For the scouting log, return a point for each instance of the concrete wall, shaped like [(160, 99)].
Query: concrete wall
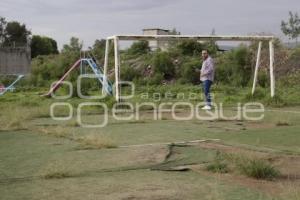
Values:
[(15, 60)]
...
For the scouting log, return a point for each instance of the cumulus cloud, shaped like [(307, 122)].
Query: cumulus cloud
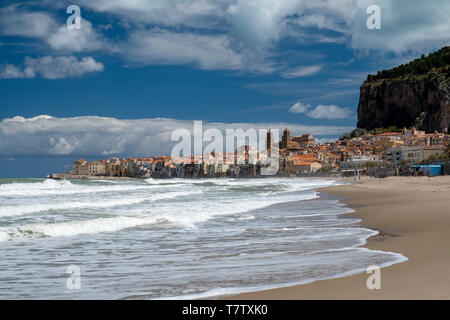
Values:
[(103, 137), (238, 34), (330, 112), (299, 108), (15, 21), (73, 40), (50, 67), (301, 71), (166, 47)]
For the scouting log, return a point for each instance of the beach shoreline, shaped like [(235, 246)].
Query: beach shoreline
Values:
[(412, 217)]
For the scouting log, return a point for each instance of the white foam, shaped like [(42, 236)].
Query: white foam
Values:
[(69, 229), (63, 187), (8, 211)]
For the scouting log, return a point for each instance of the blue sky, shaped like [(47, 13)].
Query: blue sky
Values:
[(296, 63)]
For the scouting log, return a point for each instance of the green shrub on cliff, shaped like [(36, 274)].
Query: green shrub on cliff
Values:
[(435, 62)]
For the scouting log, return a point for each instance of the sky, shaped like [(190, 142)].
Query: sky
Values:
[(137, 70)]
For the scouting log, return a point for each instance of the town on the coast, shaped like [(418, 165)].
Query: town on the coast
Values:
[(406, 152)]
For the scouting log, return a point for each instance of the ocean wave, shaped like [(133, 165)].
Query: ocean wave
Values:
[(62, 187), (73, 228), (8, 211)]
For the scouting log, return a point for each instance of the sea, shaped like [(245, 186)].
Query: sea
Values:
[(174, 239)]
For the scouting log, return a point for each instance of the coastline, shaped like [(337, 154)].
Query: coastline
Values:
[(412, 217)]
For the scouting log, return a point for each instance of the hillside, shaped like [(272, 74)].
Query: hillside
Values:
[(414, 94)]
...
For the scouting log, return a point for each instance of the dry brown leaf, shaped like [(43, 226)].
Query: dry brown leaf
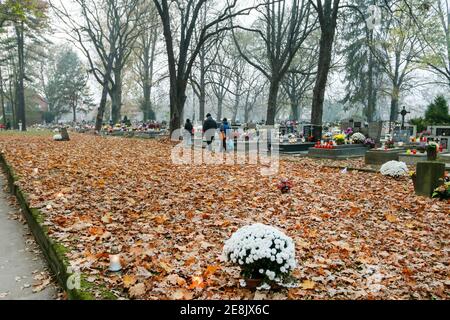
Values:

Task item: Look back at the entries above. Retype the line with "Query: town on the coast", the line with "Query: hillside", and all lines in between.

Answer for the task:
Query: town on the coast
Values:
[(406, 152)]
For the scouting log, return a point for each instance of the ocean wave, shaped like [(133, 165)].
Query: ocean wave
Values:
[(62, 187), (73, 228), (8, 211)]
For the scouting log, return a point for each instance of the sea, shaped like [(245, 186)].
Query: sea
Values:
[(174, 239)]
For the scouting log, return a point for each instance of the coastline, shaped like [(337, 154)].
Query: coastline
Values:
[(412, 217)]
For the scouting log, return a point for each instance of the hillside, shaped like [(272, 74)].
Query: hillside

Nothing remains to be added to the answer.